Activity -> In the advice below about a dog that wakes early wanting food, write out the passage starting with "Make sure she" and going on through "in your pet.".

Document excerpt ->
<<<<
I know this is a frustrating situation.

If you are getting up early when she cries and feed her, then you are reinforcing this behavior by giving her what she wants, so you don't stand a chance of stopping this behavior if you continue to do this. As far as how long it will take to retrain her - that will vary with the individual dog depending on how stubborn they are and how consistent you are in not giving in. It could be a couple of weeks. Anytime you give in to her, you just set yourself back that much further in the process. The longer this has been going on, the longer the problem will take to resolve.

A couple of things you can try to help the situation - you said that you have exercised her before bedtime, but I would really try to do more than just exercise - really get her physically tired out, playing ball or whatever she likes until she is exhausted. Do this about 30 minutes before bedtime. Then right before bedtime, feed her a small meal to try to prevent her from getting hungry so early in the morning.

Make sure she has toys to play with in her sleeping area, especially the interactive toys such as Buster cubes or Kong toys so she can entertain herself if she wakes up in the middle of the night. Make sure these are loaded with treats before you go to bed at night. Play with these toys with her during the day some so she learns how to use them if they are new to her.

You can try using melatonin which is a night-time OTC sleep aid made for humans that you can buy at the local drug store. This is a really mild medication that can be helpful. Dose is usually about one 3 mg tablet at bedtime. There are certainly stronger medications that you could get from your vet to tranquilize her, but these are probably much stronger than you really want in this situation. Melatonin is very safe, but as always you should check with your vet before using any medication in your pet.
>>>>
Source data
<<<<
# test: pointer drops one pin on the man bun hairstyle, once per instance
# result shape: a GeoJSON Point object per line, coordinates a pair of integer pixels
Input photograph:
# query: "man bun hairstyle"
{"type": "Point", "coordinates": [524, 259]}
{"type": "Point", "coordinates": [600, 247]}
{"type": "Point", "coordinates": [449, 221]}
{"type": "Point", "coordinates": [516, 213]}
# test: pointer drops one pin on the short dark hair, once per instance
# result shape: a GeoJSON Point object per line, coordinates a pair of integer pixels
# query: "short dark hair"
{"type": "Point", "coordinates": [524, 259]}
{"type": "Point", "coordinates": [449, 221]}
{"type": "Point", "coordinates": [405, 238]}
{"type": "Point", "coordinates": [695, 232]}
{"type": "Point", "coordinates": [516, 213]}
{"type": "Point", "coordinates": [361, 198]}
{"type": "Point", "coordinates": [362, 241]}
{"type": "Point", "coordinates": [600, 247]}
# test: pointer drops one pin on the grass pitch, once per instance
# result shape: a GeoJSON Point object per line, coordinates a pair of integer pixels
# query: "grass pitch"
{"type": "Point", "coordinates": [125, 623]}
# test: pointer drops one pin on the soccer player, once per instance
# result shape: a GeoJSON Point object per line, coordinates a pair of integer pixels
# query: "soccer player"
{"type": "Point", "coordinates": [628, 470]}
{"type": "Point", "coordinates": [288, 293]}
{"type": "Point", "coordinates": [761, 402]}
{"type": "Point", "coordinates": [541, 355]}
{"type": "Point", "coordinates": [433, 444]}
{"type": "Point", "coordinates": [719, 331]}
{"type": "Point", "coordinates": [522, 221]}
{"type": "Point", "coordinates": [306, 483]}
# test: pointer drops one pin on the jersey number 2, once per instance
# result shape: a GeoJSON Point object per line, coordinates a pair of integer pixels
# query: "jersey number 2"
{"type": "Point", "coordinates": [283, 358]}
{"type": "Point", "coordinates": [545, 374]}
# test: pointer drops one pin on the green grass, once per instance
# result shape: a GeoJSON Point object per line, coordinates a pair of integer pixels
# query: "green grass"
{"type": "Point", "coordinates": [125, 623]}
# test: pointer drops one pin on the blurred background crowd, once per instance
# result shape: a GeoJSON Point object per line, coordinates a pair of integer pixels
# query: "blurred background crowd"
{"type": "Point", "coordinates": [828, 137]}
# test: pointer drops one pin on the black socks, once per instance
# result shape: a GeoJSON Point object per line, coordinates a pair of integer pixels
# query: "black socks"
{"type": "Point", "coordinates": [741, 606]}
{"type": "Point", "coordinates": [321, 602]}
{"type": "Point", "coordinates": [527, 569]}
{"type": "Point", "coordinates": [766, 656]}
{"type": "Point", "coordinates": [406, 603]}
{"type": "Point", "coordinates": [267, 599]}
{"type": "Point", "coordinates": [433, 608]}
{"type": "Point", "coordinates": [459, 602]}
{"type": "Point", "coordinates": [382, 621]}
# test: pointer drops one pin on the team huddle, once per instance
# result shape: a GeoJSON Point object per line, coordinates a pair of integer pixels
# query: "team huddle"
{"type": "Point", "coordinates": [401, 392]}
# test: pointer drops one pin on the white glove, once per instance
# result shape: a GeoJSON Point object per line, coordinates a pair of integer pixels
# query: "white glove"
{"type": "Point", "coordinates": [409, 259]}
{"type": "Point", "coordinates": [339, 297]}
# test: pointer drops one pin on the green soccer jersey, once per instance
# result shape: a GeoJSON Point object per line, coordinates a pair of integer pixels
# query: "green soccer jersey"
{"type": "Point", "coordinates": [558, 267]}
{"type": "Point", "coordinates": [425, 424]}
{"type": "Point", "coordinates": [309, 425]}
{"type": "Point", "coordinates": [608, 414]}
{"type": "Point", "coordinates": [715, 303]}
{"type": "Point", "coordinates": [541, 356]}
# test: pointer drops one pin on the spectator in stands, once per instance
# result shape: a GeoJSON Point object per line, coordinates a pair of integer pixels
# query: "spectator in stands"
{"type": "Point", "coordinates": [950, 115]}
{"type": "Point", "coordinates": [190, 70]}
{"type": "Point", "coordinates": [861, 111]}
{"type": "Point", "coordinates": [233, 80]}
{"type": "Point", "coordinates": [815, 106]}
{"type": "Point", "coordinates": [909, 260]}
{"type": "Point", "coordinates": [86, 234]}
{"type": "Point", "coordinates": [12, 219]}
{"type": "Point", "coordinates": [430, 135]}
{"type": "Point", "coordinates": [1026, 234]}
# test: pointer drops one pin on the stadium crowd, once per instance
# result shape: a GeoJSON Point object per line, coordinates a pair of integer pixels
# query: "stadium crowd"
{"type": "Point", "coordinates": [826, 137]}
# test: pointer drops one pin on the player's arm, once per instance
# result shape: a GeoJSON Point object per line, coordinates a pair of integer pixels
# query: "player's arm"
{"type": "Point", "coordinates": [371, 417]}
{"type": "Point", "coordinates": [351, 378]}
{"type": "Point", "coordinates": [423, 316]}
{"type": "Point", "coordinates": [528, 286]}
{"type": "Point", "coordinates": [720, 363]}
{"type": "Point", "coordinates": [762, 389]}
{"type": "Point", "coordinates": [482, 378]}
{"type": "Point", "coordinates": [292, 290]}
>>>>
<<<<
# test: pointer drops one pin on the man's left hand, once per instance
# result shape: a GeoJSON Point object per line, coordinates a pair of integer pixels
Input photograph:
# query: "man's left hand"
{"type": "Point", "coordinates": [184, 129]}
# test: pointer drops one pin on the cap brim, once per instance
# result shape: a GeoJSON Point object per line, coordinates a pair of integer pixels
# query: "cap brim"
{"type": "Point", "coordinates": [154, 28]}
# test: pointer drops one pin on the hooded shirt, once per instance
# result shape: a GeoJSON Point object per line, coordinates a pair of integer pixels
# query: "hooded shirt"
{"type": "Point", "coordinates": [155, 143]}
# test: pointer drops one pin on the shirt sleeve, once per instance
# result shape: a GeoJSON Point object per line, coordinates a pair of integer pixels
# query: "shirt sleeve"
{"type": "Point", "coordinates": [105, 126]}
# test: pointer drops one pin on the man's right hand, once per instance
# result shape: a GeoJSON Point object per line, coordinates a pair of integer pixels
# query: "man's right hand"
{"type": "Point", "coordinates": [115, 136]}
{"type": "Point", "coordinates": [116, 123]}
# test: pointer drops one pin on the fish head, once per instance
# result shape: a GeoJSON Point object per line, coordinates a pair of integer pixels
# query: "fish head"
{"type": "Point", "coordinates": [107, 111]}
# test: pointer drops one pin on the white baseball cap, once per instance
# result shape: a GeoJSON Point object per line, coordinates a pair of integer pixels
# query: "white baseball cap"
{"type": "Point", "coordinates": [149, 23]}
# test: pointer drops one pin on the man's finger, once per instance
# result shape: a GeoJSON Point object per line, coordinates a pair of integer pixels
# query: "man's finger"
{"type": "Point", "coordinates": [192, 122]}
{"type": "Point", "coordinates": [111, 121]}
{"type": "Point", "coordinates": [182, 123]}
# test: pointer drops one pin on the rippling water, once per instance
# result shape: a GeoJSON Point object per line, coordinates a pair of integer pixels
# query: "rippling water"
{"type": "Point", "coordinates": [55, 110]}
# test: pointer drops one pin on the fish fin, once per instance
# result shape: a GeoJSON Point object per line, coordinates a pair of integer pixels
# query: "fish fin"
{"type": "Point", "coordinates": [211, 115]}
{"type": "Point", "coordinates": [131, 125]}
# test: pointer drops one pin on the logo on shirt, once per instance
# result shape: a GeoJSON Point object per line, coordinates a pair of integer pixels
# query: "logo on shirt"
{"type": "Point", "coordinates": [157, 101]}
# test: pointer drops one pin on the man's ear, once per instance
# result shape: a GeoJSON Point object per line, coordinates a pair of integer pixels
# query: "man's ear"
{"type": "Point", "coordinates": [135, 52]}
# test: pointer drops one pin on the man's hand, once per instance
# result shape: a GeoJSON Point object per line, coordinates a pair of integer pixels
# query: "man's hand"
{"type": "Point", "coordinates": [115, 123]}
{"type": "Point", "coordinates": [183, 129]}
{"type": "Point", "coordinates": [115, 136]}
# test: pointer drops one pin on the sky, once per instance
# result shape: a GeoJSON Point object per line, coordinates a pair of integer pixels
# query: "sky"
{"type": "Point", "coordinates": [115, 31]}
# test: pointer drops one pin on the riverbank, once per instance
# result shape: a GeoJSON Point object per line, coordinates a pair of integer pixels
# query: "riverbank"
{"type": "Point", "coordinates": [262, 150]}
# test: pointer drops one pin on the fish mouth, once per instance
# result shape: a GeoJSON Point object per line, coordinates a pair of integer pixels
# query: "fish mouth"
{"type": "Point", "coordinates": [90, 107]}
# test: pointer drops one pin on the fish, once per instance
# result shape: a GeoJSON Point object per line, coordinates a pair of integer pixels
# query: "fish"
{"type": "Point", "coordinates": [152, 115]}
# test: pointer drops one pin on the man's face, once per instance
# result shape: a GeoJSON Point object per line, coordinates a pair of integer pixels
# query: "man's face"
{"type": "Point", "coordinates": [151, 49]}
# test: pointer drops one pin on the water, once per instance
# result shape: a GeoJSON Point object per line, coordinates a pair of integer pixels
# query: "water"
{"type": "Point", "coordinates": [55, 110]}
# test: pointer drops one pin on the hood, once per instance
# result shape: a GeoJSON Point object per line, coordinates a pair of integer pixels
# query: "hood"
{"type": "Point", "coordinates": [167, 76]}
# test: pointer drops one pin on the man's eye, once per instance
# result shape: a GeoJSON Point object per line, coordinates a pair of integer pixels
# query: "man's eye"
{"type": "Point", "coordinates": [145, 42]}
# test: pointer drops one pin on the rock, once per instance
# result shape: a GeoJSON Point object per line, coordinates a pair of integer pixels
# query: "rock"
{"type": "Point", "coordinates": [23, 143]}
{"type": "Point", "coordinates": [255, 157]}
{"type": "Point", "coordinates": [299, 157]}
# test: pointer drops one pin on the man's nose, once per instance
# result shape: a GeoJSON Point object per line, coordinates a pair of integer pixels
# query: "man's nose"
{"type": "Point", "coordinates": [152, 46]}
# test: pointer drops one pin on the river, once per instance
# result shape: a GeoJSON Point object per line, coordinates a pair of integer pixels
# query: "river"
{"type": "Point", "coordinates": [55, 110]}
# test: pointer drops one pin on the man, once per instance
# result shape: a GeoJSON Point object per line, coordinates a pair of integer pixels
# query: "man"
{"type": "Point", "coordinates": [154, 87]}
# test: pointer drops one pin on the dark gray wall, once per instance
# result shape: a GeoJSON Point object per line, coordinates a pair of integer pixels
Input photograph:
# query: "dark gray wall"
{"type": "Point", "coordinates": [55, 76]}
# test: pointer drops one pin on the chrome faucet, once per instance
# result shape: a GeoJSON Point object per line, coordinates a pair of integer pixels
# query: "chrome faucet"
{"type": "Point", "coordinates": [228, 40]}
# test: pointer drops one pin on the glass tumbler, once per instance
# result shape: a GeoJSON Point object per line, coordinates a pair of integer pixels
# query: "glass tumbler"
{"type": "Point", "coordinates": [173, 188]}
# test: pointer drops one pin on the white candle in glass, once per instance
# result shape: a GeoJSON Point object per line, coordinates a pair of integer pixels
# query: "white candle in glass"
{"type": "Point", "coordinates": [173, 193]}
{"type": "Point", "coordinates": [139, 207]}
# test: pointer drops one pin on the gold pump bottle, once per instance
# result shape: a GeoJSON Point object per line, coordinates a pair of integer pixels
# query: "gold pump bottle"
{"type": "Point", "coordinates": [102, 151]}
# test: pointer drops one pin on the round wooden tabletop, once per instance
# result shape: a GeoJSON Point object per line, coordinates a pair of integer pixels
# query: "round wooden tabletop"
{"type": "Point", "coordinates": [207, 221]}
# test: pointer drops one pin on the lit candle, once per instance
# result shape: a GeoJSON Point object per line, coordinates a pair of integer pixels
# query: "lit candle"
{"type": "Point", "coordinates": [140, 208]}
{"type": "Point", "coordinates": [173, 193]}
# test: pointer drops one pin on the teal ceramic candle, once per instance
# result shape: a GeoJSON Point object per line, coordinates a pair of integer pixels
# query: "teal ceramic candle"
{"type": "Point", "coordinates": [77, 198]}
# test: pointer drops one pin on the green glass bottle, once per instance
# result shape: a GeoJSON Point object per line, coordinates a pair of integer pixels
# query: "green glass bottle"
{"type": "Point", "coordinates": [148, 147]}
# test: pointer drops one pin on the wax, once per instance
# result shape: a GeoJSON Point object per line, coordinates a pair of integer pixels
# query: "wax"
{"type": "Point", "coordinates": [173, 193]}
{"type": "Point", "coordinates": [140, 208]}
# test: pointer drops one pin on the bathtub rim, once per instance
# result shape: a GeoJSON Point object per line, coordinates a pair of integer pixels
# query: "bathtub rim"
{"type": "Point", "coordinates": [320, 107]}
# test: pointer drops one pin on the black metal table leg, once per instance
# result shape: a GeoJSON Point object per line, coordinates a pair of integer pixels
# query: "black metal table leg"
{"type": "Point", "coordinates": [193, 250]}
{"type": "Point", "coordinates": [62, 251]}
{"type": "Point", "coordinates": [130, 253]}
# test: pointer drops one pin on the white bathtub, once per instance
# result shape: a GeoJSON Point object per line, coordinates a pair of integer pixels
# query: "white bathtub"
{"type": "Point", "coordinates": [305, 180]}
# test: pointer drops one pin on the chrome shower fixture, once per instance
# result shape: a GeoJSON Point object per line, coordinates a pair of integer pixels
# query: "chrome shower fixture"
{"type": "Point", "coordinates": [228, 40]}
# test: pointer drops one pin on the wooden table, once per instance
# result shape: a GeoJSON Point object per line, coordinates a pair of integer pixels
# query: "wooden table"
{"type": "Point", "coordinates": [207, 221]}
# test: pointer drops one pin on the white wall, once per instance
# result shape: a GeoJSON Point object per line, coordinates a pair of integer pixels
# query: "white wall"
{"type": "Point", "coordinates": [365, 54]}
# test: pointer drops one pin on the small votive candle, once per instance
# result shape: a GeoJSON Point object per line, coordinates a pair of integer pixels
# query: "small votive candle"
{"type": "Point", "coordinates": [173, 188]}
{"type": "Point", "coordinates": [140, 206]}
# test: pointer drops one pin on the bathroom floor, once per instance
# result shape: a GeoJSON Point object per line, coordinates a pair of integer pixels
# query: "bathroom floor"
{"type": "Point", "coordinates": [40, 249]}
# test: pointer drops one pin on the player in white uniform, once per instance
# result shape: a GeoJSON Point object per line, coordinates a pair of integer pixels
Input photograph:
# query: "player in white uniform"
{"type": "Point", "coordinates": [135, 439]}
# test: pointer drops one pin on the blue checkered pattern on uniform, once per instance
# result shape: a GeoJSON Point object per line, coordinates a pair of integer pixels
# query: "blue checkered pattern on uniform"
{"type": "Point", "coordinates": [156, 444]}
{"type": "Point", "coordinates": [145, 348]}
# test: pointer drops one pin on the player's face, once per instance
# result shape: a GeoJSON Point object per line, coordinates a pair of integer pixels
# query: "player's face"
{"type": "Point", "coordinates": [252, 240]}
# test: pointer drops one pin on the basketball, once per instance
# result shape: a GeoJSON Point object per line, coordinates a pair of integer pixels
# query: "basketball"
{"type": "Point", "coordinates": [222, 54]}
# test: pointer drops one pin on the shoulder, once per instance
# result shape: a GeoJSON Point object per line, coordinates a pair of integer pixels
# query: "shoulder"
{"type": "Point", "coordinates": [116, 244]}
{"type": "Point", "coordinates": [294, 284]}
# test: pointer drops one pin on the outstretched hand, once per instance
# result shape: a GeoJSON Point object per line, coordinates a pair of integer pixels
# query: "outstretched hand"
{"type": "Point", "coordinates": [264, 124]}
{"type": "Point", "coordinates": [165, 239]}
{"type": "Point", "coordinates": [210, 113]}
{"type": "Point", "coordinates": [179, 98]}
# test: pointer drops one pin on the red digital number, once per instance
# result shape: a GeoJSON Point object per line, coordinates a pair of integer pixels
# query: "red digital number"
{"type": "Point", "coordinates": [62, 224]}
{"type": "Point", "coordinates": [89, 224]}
>>>>
Answer space ->
Make sure she has toys to play with in her sleeping area, especially the interactive toys such as Buster cubes or Kong toys so she can entertain herself if she wakes up in the middle of the night. Make sure these are loaded with treats before you go to bed at night. Play with these toys with her during the day some so she learns how to use them if they are new to her.

You can try using melatonin which is a night-time OTC sleep aid made for humans that you can buy at the local drug store. This is a really mild medication that can be helpful. Dose is usually about one 3 mg tablet at bedtime. There are certainly stronger medications that you could get from your vet to tranquilize her, but these are probably much stronger than you really want in this situation. Melatonin is very safe, but as always you should check with your vet before using any medication in your pet.